• Quoted passage
A couple weeks ago, as I was painting in Photoshop, I realized how much time I wasted doing the most mundane of things—specifically, how often I’m fiddling with various brush sliders rather than painting on the canvas. It occurred to me that it would be the most awesome thing ever if someone had made a USB controller specifically with Photoshop in mind—something with physical knobs or sliders that could control brush size, opacity, and hardness on the fly, so one could continually paint with their other hand. I went searching for such a device.

After a few days, it became apparent that no such thing existed. I was pretty shocked. I can’t imagine I’m the only CG artist who’s thought of this before. I guess input-device companies are too busy making the same redundant crap they always have, just with an ever-growing number of LED lights to make us feel more like studly men in a nightclub rather than geeks in our mother’s basement.

In any case, I needed an alternate solution.

This time, I searched for any piece of hardware that generally resembled what I had in mind, hoping I could Jerry-rig it to Photoshop. I imagined a simple board with maybe four parallel vertical sliders, but the only thing I could find that even came close were MIDI mixing boards. Not only could I not map them to Photoshop shortcut keys, but they were all way too bulky. I swear, there isn’t a single mixing board out there without 50 billion dials, knobs, and sliders. I just wanted something simple.

You’d think there would be a huge market for general-purpose programmable USB input devices—programmable in the sense that they could be mapped to keystrokes. Just a simple programmable slider board—or maybe a set of knobs. I know plenty of computer professionals who could find a good use for something like this.

If any of you out there are thinking, “That’s a great idea for a business!”PLEASE DO IT. For the love of Pete, please do.

I finally found one: Griffin’s PowerMate USB knob. It’s not exactly what I was looking for, but it was programmable, and it would work for what I needed. I ordered two, and they just arrived in the mail today :)

Setting it up was a breeze. Their software was surprisingly easy to use. Each knob has six different functions you can assign to it:

Not only can you set different macros for each function, but you can also assign different profiles per app. Very cool.

• Dataset entries
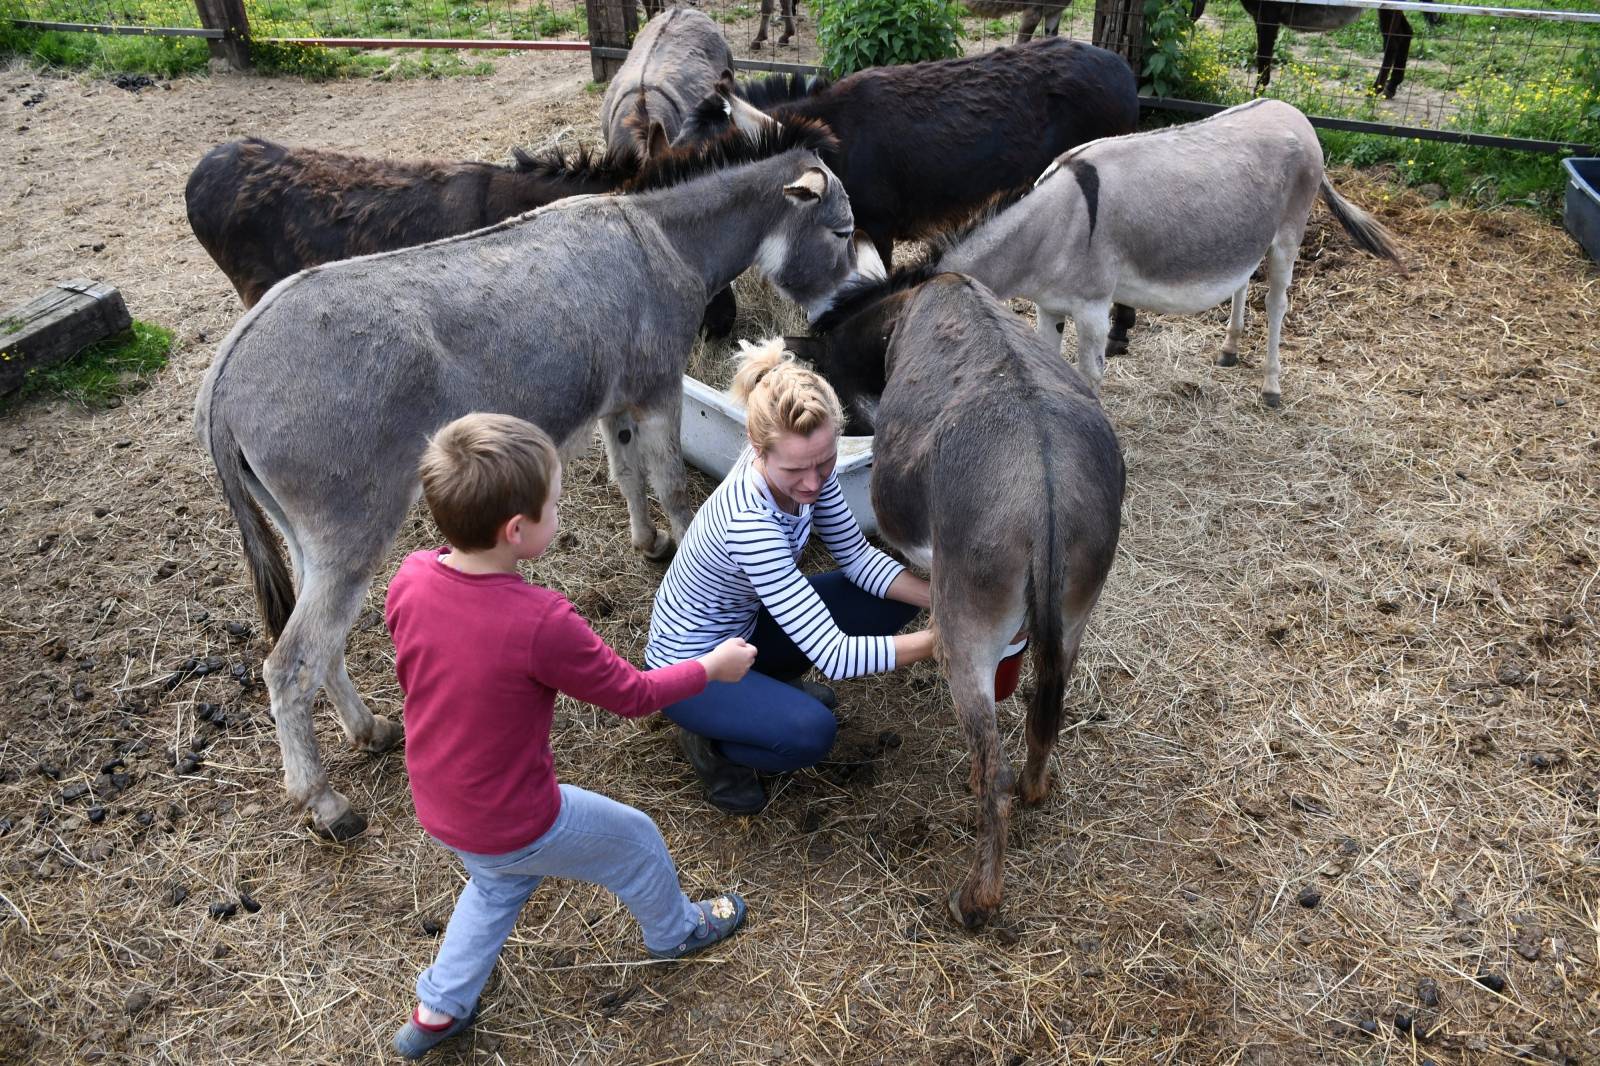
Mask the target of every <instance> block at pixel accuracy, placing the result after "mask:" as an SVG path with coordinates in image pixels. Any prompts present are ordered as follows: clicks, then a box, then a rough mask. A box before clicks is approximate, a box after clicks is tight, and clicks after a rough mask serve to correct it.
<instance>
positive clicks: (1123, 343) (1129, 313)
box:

--

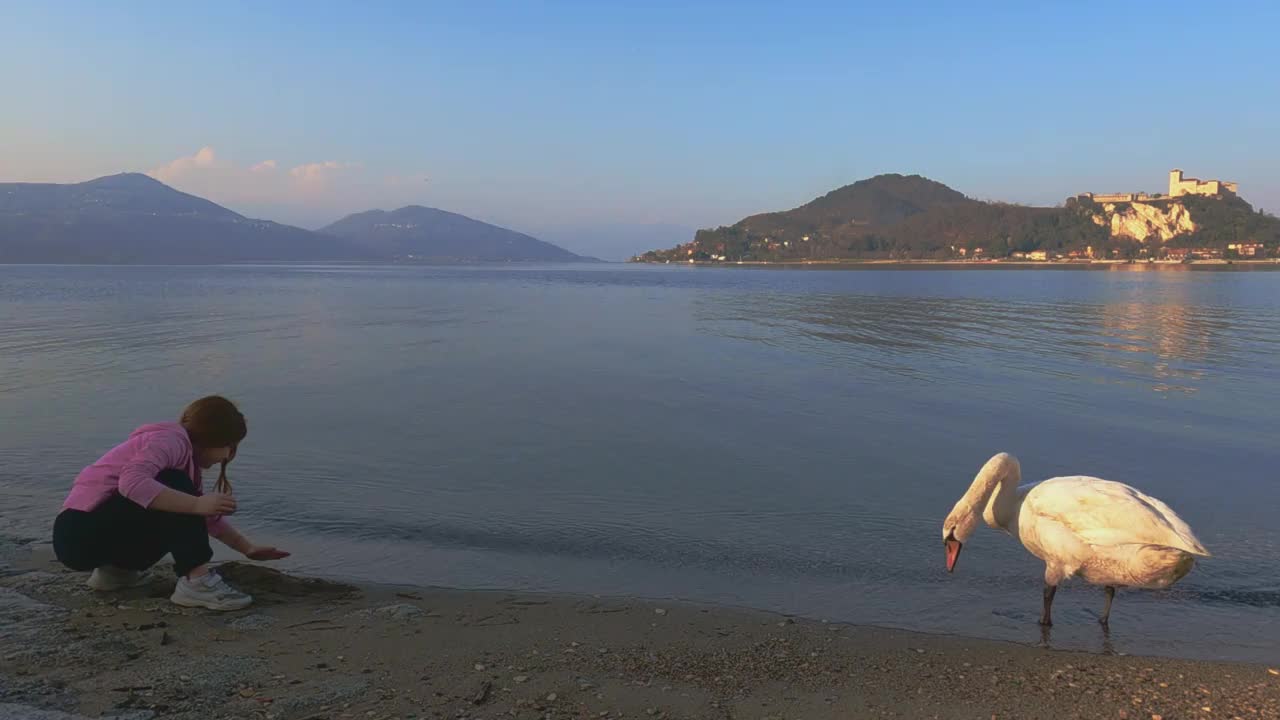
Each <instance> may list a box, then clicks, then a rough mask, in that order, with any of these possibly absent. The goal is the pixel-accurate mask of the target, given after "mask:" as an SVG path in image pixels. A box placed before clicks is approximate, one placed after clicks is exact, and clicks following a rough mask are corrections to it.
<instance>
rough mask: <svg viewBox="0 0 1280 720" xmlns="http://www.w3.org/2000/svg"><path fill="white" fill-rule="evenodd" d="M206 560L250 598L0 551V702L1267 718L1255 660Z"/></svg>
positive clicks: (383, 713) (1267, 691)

• Your tasks
a. Copy the stretch of the Photoshop controller post from "I finally found" through "app. Very cool." word for word.
b. In the Photoshop controller post, why did the MIDI mixing boards not suit the writer's needs?

• Answers
a.
I finally found one: Griffin’s PowerMate USB knob. It’s not exactly what I was looking for, but it was programmable, and it would work for what I needed. I ordered two, and they just arrived in the mail today :)

Setting it up was a breeze. Their software was surprisingly easy to use. Each knob has six different functions you can assign to it:

Not only can you set different macros for each function, but you can also assign different profiles per app. Very cool.

b. They could not be mapped to Photoshop shortcut keys, and they were all far too bulky, with many dials, knobs, and sliders. The writer wanted something simple.